State law sets no qualifications for charter applicants

 

In Michigan, anyone and everyone can apply to open a charter school. There are no state guidelines for screening applicants.

 

And in many cases, authorizers have given additional charters to schools managed by companies that haven’t demonstrated academic success with their existing schools.

 

Central Michigan University, for example, gave two additional charters to schools managed by the for-profit Hanley-Harper Group Inc. in Harper Woods, before its first school had any state ranking and despite test scores that showed it below statewide proficiency rates in reading and math. The school’s first ranking, released last year, put it in the 14th percentile, meaning that 86% of schools in Michigan did better academically.

 

“We have a product, yes, we are trying to sell and constantly working to make … better and better and better,” company founder Beata Chochla, who has run several small businesses, including janitorial and home health care, told the Free Press in an interview.

 

Ferris State University has authorized a fourth Hanley-Harper school, expected to open this fall in Oak Park.

 

“We were convinced they had a good plan,” Ferris State’s interim charter schools director Ronald Rizzo said, adding that critics who believe an operator should have a successful academic track record before adding schools are “welcome” to their views.

(Collected data)

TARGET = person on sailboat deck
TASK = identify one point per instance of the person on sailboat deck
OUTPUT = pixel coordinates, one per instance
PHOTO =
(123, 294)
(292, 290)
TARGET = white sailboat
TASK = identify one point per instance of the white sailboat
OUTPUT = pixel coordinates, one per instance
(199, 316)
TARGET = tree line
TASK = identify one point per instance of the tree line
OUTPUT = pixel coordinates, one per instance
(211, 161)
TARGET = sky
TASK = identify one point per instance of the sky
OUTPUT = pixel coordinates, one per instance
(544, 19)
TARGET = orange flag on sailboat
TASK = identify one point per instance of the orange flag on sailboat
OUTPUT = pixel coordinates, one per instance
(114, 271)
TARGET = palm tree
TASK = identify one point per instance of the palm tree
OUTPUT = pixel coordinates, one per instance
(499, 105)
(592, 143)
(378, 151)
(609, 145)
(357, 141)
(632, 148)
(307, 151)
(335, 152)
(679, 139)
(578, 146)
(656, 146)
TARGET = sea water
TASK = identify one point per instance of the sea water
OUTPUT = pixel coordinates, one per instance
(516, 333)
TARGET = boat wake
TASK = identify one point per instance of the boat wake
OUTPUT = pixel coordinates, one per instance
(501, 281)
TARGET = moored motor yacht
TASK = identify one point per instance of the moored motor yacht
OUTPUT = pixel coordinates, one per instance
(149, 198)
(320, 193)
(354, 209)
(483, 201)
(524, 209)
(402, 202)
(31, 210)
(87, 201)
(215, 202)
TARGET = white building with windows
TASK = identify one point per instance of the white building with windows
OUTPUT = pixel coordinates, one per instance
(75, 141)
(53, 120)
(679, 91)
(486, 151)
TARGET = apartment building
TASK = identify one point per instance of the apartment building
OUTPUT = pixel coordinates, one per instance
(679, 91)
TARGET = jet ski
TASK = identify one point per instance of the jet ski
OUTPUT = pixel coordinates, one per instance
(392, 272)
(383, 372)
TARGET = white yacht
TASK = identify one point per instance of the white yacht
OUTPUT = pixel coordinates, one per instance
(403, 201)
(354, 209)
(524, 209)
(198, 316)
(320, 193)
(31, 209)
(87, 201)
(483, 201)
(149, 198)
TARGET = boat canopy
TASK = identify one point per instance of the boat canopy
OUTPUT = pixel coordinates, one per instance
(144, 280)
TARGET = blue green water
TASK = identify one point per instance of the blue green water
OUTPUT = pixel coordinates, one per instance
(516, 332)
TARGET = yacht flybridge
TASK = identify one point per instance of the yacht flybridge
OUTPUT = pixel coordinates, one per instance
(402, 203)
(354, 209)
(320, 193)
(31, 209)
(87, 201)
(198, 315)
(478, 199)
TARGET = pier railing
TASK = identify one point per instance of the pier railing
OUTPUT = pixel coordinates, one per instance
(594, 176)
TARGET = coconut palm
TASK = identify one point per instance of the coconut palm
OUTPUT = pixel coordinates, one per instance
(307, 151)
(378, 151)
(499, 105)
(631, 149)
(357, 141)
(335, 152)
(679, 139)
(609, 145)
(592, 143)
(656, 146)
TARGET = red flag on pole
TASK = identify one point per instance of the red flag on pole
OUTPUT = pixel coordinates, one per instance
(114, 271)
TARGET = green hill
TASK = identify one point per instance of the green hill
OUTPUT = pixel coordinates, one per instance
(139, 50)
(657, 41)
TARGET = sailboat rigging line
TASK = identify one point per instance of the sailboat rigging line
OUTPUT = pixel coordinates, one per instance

▶ **Short exercise 1**: In the passage on Michigan charter schools, what does the 14th percentile ranking of the first Hanley-Harper school mean? Please answer in one to three sentences.
▶ **Short exercise 2**: Pick up the passage on Michigan charter schools after its final sentence and write the next part.

▶ **Exercise result 1**: The 14th percentile ranking means that 86% of schools in Michigan did better academically than the first Hanley-Harper school.

▶ **Exercise result 2**:
Authorizers also have been slow to close poor performers. Among the oldest and poorest performing schools in metro Detroit:

 

■ Hope Academy, founded in Detroit in 1998, ranked almost rock-bottom — in the first percentile — in 2012-13.

 

■ Commonwealth Community Development Academy, founded in Detroit in 1996, ranked in the third percentile.

 

Both schools are authorized by Eastern Michigan University, which said in a statement that it is not satisfied with either. Yet just last year, EMU renewed Hope Academy’s charter.

 

The article includes a list of recent charter scandals:

 

■ A Sault Ste. Marie charter school board gave its administrator a severance package worth $520,000 in taxpayer money.

 

■ A Bedford Township charter school spent more than $1 million on swampland.

 

■ A mostly online charter school in Charlotte spent $263,000 on a Dale Carnegie confidence-building class, $100,000 more than it spent on laptops and iPads.

 

■ Two board members who challenged their Romulus school’s management company over finances and transparency were ousted when the length of their terms was summarily reduced by Grand Valley State University.

 

■ National Heritage Academies, the state’s largest for-profit school management company, charges 14 of its Michigan schools $1 million or more in rent — which many real estate experts say is excessive.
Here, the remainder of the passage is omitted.